Source data Block Start
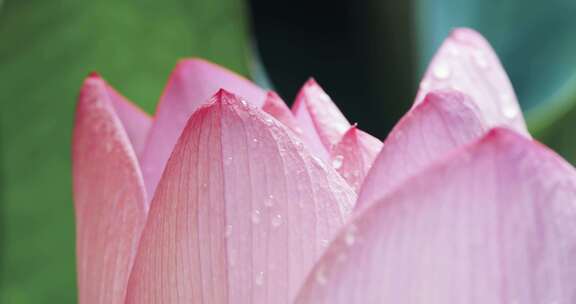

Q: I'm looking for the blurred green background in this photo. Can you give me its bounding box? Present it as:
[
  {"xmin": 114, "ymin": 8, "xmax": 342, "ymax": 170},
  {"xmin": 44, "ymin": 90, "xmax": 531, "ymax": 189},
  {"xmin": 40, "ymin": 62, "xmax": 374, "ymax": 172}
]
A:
[{"xmin": 0, "ymin": 0, "xmax": 575, "ymax": 302}]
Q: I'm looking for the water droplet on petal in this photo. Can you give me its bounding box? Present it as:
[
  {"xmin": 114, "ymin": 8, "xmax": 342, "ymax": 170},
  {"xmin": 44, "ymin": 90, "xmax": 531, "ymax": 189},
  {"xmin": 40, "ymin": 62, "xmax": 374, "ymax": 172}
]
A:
[
  {"xmin": 295, "ymin": 141, "xmax": 304, "ymax": 151},
  {"xmin": 252, "ymin": 138, "xmax": 259, "ymax": 144},
  {"xmin": 502, "ymin": 104, "xmax": 519, "ymax": 119},
  {"xmin": 394, "ymin": 130, "xmax": 404, "ymax": 140},
  {"xmin": 344, "ymin": 225, "xmax": 358, "ymax": 246},
  {"xmin": 271, "ymin": 214, "xmax": 283, "ymax": 227},
  {"xmin": 473, "ymin": 51, "xmax": 488, "ymax": 69},
  {"xmin": 419, "ymin": 80, "xmax": 431, "ymax": 90},
  {"xmin": 104, "ymin": 141, "xmax": 113, "ymax": 153},
  {"xmin": 255, "ymin": 271, "xmax": 264, "ymax": 286},
  {"xmin": 315, "ymin": 266, "xmax": 328, "ymax": 285},
  {"xmin": 264, "ymin": 194, "xmax": 275, "ymax": 208},
  {"xmin": 332, "ymin": 155, "xmax": 344, "ymax": 170},
  {"xmin": 433, "ymin": 63, "xmax": 451, "ymax": 80},
  {"xmin": 225, "ymin": 225, "xmax": 233, "ymax": 238},
  {"xmin": 224, "ymin": 156, "xmax": 233, "ymax": 166},
  {"xmin": 447, "ymin": 43, "xmax": 461, "ymax": 56},
  {"xmin": 336, "ymin": 253, "xmax": 348, "ymax": 263},
  {"xmin": 251, "ymin": 210, "xmax": 261, "ymax": 224},
  {"xmin": 264, "ymin": 117, "xmax": 274, "ymax": 126},
  {"xmin": 320, "ymin": 239, "xmax": 329, "ymax": 248}
]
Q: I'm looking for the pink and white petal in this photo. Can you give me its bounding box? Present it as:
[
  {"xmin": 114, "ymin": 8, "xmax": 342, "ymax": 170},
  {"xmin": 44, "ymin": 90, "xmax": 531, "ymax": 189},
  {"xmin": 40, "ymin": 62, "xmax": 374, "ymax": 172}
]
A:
[
  {"xmin": 72, "ymin": 75, "xmax": 147, "ymax": 304},
  {"xmin": 357, "ymin": 90, "xmax": 487, "ymax": 208},
  {"xmin": 262, "ymin": 91, "xmax": 302, "ymax": 134},
  {"xmin": 296, "ymin": 128, "xmax": 576, "ymax": 303},
  {"xmin": 140, "ymin": 59, "xmax": 267, "ymax": 200},
  {"xmin": 330, "ymin": 125, "xmax": 382, "ymax": 190},
  {"xmin": 415, "ymin": 28, "xmax": 529, "ymax": 136},
  {"xmin": 125, "ymin": 90, "xmax": 356, "ymax": 304},
  {"xmin": 94, "ymin": 74, "xmax": 152, "ymax": 157},
  {"xmin": 292, "ymin": 79, "xmax": 351, "ymax": 155}
]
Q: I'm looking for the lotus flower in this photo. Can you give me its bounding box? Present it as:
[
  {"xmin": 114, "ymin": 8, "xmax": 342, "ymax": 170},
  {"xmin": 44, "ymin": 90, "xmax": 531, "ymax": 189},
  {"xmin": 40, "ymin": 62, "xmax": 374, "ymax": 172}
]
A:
[{"xmin": 72, "ymin": 28, "xmax": 576, "ymax": 303}]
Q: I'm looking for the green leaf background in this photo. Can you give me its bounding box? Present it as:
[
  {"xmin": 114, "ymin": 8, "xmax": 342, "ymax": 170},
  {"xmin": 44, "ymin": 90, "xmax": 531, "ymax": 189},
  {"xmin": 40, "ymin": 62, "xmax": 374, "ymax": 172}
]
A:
[{"xmin": 0, "ymin": 0, "xmax": 252, "ymax": 302}]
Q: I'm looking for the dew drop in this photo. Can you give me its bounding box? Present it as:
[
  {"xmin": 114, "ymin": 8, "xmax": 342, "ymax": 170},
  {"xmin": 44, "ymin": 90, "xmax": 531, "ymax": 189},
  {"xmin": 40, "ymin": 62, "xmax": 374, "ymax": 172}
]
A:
[
  {"xmin": 315, "ymin": 266, "xmax": 327, "ymax": 285},
  {"xmin": 502, "ymin": 104, "xmax": 519, "ymax": 119},
  {"xmin": 433, "ymin": 63, "xmax": 451, "ymax": 80},
  {"xmin": 320, "ymin": 239, "xmax": 329, "ymax": 248},
  {"xmin": 251, "ymin": 210, "xmax": 261, "ymax": 224},
  {"xmin": 419, "ymin": 80, "xmax": 431, "ymax": 90},
  {"xmin": 224, "ymin": 156, "xmax": 233, "ymax": 166},
  {"xmin": 336, "ymin": 253, "xmax": 348, "ymax": 263},
  {"xmin": 264, "ymin": 194, "xmax": 275, "ymax": 208},
  {"xmin": 332, "ymin": 155, "xmax": 344, "ymax": 170},
  {"xmin": 271, "ymin": 214, "xmax": 283, "ymax": 227},
  {"xmin": 264, "ymin": 117, "xmax": 274, "ymax": 126},
  {"xmin": 252, "ymin": 138, "xmax": 259, "ymax": 144},
  {"xmin": 447, "ymin": 43, "xmax": 461, "ymax": 56},
  {"xmin": 225, "ymin": 225, "xmax": 233, "ymax": 238},
  {"xmin": 240, "ymin": 99, "xmax": 248, "ymax": 106},
  {"xmin": 295, "ymin": 141, "xmax": 304, "ymax": 151},
  {"xmin": 255, "ymin": 271, "xmax": 264, "ymax": 286},
  {"xmin": 394, "ymin": 130, "xmax": 404, "ymax": 140},
  {"xmin": 473, "ymin": 51, "xmax": 488, "ymax": 69},
  {"xmin": 344, "ymin": 225, "xmax": 358, "ymax": 246},
  {"xmin": 104, "ymin": 141, "xmax": 113, "ymax": 153}
]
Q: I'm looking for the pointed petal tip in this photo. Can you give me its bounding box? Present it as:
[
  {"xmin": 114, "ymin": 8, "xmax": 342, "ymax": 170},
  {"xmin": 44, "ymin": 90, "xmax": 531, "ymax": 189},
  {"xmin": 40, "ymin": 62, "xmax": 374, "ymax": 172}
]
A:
[
  {"xmin": 421, "ymin": 89, "xmax": 482, "ymax": 114},
  {"xmin": 305, "ymin": 77, "xmax": 318, "ymax": 87},
  {"xmin": 87, "ymin": 71, "xmax": 102, "ymax": 79},
  {"xmin": 449, "ymin": 27, "xmax": 488, "ymax": 44}
]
Source data Block End
Reading through the records above, report each line in which the string "petal" is found.

Q: I'm looking for the water droplet on petal in this photo. Can you give me its bounding box? Present it as:
Q: I'm looking for the pink and white petal in this photo. Can you give me its bounding box? Present it as:
Q: I'm looking for the pointed petal tip in this photo. Can you give me its bounding box? Present it as:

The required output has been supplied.